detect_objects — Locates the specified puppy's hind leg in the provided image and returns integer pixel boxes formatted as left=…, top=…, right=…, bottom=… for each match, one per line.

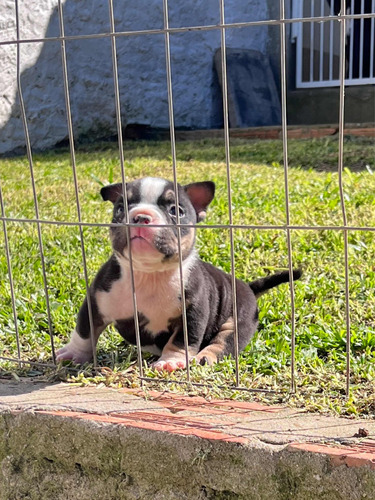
left=192, top=317, right=235, bottom=366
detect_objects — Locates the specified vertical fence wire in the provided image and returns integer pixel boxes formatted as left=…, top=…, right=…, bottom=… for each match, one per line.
left=57, top=0, right=98, bottom=367
left=338, top=0, right=351, bottom=397
left=0, top=184, right=21, bottom=364
left=107, top=0, right=144, bottom=379
left=219, top=0, right=240, bottom=387
left=14, top=0, right=56, bottom=363
left=280, top=0, right=297, bottom=393
left=162, top=0, right=191, bottom=380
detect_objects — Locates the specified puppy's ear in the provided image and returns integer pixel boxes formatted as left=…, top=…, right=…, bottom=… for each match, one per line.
left=184, top=181, right=215, bottom=222
left=100, top=183, right=124, bottom=204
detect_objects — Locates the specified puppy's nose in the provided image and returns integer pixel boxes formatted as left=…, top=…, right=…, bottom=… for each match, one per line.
left=132, top=213, right=152, bottom=224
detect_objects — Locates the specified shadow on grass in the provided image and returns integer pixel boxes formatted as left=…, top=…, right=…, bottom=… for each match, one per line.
left=59, top=135, right=375, bottom=173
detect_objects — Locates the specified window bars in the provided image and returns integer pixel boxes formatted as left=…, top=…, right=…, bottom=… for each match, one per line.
left=293, top=0, right=375, bottom=87
left=0, top=0, right=374, bottom=396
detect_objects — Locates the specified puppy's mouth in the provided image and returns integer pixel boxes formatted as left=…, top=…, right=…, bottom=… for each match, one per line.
left=130, top=226, right=154, bottom=242
left=130, top=234, right=153, bottom=244
left=129, top=232, right=159, bottom=254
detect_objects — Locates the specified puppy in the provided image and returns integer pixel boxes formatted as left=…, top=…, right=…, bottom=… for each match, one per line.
left=56, top=177, right=301, bottom=371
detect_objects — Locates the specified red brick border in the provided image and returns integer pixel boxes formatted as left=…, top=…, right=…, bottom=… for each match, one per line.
left=289, top=441, right=375, bottom=470
left=36, top=409, right=248, bottom=443
left=31, top=398, right=375, bottom=470
left=122, top=389, right=281, bottom=415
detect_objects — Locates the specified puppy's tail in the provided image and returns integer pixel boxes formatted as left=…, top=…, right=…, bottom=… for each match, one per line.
left=249, top=269, right=302, bottom=298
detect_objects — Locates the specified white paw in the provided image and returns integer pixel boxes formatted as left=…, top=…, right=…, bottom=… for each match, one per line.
left=56, top=330, right=94, bottom=364
left=55, top=344, right=93, bottom=364
left=151, top=358, right=187, bottom=372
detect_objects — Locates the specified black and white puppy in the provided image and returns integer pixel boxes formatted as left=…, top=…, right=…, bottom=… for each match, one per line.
left=56, top=177, right=301, bottom=371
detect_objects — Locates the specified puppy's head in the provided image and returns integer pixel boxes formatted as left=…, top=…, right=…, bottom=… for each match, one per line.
left=101, top=177, right=215, bottom=272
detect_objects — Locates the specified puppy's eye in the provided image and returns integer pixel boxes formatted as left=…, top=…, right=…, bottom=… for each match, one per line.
left=116, top=205, right=124, bottom=216
left=169, top=205, right=185, bottom=218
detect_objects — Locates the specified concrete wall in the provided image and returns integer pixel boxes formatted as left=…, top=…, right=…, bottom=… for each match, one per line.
left=0, top=0, right=271, bottom=154
left=287, top=86, right=375, bottom=125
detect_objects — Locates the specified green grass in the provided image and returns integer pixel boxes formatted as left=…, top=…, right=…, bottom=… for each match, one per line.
left=1, top=136, right=375, bottom=416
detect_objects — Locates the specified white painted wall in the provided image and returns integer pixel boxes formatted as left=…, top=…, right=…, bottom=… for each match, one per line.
left=0, top=0, right=269, bottom=154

(What to do):
Output the entries above verbatim. Omit the images.

(Answer):
detect_objects — Locates the specified puppy's hind leg in the provided image and returns integer pixel boxes formatted as left=…, top=…, right=…, bottom=… for each match, one per line.

left=192, top=317, right=235, bottom=366
detect_objects — Locates the specified vertical fence wire in the provided image and returns integer pixel boxes formatted as left=…, top=…, right=…, bottom=… for each match, one per line.
left=57, top=0, right=98, bottom=367
left=338, top=0, right=351, bottom=397
left=0, top=184, right=21, bottom=364
left=107, top=0, right=144, bottom=379
left=219, top=0, right=240, bottom=387
left=14, top=0, right=56, bottom=363
left=280, top=0, right=297, bottom=393
left=162, top=0, right=191, bottom=380
detect_objects — Locates the specified puppy's ear in the provided image and returns integer pixel boxes formatted as left=…, top=…, right=…, bottom=… for each match, one per line.
left=184, top=181, right=215, bottom=222
left=100, top=183, right=124, bottom=204
detect_objects — Locates the specified puppy's nose in the provided image and returns integer pixel boxes formatted as left=…, top=…, right=…, bottom=… for each match, one per line.
left=132, top=213, right=152, bottom=224
detect_objects — Locates the specified shadow on grass in the provided image and returns integer pixel boxes formatted as left=…, top=…, right=…, bottom=… for each match, one per line.
left=59, top=135, right=375, bottom=173
detect_objects — Locates the specified window bars in the provided image and returns integer pixel boxes formatted as left=…, top=…, right=…, bottom=… for each match, one per line.
left=293, top=0, right=375, bottom=87
left=0, top=0, right=374, bottom=396
detect_objects — Locates the specified puppy's mouth in the provided image and returns integer pixel boxes formatted as left=…, top=…, right=…, bottom=… for each match, one per line.
left=130, top=226, right=154, bottom=242
left=130, top=234, right=153, bottom=244
left=129, top=232, right=159, bottom=254
detect_objects — Locates the specified puppy in the provided image and returns integer pixel boxes formatted as left=…, top=…, right=…, bottom=… for each match, one per line.
left=56, top=177, right=301, bottom=371
detect_objects — Locates the specified red brick border in the provided image and returns integer pixel boxes formatted as left=…, top=…, right=…, bottom=… for each match, one per line.
left=289, top=441, right=375, bottom=470
left=36, top=409, right=248, bottom=443
left=31, top=398, right=375, bottom=470
left=122, top=389, right=281, bottom=415
detect_objects — Locates the specified puppy's tail in the provided image and returns integer pixel boxes formatted as left=…, top=…, right=…, bottom=… for each match, one per line.
left=249, top=269, right=302, bottom=298
detect_objects — Locates the specified white paw in the provided image and returns integer pixel boxes formatted as left=…, top=…, right=…, bottom=… for each match, one per line.
left=56, top=330, right=94, bottom=364
left=55, top=344, right=93, bottom=364
left=151, top=358, right=187, bottom=372
detect_objects — Locates the specified black and white puppy in the provided image and returns integer pixel boxes formatted as left=…, top=…, right=…, bottom=… for each match, one per line.
left=56, top=177, right=301, bottom=371
detect_objects — Locates the specified puppy's head in the provided image and returns integer pixel boxes formatted as left=…, top=…, right=…, bottom=… for each match, one per line.
left=101, top=177, right=215, bottom=272
detect_objects — Locates the specified puppy's eye in the provided image and returns integer pixel boxes formatted as left=…, top=…, right=…, bottom=… for each match, one per line.
left=116, top=205, right=124, bottom=216
left=169, top=205, right=185, bottom=218
detect_objects — Locates the specified concrete wall in the provided image and returns integer pixel boxes formatted as left=…, top=…, right=…, bottom=… for each match, one per line.
left=0, top=0, right=271, bottom=154
left=287, top=86, right=375, bottom=125
detect_objects — Locates the specified green grass in the provided image and returns integer pixel boxes formatted as left=…, top=…, right=…, bottom=… for each match, one per line.
left=1, top=136, right=375, bottom=416
detect_objects — Locates the specified white painted wall in the provided image and returns integer pixel boxes formatted as left=…, top=…, right=…, bottom=… for each match, one per line.
left=0, top=0, right=269, bottom=154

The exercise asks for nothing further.